> _MATERIAL FOR THE TASK_:
--

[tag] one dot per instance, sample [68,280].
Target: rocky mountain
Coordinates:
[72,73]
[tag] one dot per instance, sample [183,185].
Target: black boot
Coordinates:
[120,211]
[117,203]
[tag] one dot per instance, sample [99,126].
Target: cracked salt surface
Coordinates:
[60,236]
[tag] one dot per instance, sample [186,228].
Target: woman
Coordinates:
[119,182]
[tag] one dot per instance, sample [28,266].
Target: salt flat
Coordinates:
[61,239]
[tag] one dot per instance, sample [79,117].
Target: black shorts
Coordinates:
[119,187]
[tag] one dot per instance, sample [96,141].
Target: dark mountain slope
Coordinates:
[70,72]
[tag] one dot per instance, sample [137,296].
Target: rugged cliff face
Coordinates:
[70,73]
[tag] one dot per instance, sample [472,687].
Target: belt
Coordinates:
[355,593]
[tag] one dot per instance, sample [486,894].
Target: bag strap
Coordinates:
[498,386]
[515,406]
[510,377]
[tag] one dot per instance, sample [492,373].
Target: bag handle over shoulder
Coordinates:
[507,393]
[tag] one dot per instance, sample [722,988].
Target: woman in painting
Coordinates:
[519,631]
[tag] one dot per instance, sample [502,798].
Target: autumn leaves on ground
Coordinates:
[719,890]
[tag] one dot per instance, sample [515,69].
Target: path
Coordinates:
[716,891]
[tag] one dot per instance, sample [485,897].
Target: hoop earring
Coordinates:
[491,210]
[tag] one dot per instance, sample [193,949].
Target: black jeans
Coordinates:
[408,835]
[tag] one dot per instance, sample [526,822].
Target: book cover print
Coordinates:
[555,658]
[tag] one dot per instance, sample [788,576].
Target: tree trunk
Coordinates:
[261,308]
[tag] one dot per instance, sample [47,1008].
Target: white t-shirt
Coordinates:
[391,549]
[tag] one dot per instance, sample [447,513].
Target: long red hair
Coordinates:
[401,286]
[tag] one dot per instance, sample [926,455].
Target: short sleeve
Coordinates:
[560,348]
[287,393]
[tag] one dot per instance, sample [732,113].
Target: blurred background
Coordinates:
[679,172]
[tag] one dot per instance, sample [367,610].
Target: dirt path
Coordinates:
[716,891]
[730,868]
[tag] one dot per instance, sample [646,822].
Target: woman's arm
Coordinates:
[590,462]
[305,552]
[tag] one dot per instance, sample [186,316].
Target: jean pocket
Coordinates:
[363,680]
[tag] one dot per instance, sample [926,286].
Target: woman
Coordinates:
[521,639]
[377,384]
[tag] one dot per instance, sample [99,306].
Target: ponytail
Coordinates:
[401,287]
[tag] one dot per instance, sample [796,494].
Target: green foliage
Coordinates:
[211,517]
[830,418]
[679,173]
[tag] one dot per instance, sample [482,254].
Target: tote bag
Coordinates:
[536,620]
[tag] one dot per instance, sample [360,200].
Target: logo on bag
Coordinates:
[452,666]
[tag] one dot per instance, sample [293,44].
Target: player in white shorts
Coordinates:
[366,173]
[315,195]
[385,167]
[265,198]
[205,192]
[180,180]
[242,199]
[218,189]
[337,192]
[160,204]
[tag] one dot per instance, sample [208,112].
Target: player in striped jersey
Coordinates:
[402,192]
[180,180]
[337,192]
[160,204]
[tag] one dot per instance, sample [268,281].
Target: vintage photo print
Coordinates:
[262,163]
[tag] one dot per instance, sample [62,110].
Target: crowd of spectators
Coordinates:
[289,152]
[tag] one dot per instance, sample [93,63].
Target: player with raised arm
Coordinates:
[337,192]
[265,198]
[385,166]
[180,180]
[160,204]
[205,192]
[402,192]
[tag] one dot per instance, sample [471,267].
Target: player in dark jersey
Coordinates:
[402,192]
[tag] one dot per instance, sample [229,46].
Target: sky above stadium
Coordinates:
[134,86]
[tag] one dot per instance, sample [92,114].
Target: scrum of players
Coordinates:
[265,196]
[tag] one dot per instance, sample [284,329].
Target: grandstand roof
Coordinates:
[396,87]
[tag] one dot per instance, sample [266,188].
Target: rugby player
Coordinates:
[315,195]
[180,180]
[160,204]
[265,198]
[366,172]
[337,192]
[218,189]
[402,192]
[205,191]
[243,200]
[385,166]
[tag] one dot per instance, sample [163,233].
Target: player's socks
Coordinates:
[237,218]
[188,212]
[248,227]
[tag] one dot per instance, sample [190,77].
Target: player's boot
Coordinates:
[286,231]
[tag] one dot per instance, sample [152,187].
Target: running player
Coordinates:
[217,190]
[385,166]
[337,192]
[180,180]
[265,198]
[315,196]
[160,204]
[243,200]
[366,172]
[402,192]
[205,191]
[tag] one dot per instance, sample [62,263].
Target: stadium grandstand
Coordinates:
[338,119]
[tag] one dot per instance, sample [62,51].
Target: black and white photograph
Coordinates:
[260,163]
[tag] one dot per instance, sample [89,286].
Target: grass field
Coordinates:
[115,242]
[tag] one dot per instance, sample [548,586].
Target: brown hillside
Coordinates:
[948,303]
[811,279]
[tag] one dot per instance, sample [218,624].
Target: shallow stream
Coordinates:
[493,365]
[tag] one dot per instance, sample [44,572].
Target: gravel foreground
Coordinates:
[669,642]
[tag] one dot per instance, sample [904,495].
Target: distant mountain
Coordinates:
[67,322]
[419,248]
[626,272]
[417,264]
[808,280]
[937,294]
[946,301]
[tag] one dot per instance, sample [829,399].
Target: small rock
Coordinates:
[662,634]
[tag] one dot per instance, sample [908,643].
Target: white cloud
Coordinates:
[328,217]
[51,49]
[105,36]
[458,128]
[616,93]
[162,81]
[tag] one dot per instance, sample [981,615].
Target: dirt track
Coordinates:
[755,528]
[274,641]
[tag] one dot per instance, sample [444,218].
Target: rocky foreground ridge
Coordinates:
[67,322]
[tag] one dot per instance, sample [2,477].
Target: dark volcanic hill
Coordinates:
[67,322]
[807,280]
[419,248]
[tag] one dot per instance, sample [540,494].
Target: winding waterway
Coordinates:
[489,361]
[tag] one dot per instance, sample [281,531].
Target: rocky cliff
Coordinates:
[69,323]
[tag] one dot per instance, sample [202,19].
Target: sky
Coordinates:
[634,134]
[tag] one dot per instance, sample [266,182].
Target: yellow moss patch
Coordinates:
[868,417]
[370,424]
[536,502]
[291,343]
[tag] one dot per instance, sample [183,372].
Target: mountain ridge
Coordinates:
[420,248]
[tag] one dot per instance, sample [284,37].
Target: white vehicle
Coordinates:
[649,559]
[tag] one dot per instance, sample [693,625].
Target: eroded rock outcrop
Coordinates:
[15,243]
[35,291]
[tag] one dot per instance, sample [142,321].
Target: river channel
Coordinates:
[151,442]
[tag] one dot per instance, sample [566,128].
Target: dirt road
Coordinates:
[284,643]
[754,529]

--

> _WHAT THE EXERCISE ASKS_: Please give the number of lines above that hold the word "black", and only that number.

> _EXPECTED ANSWER_: 4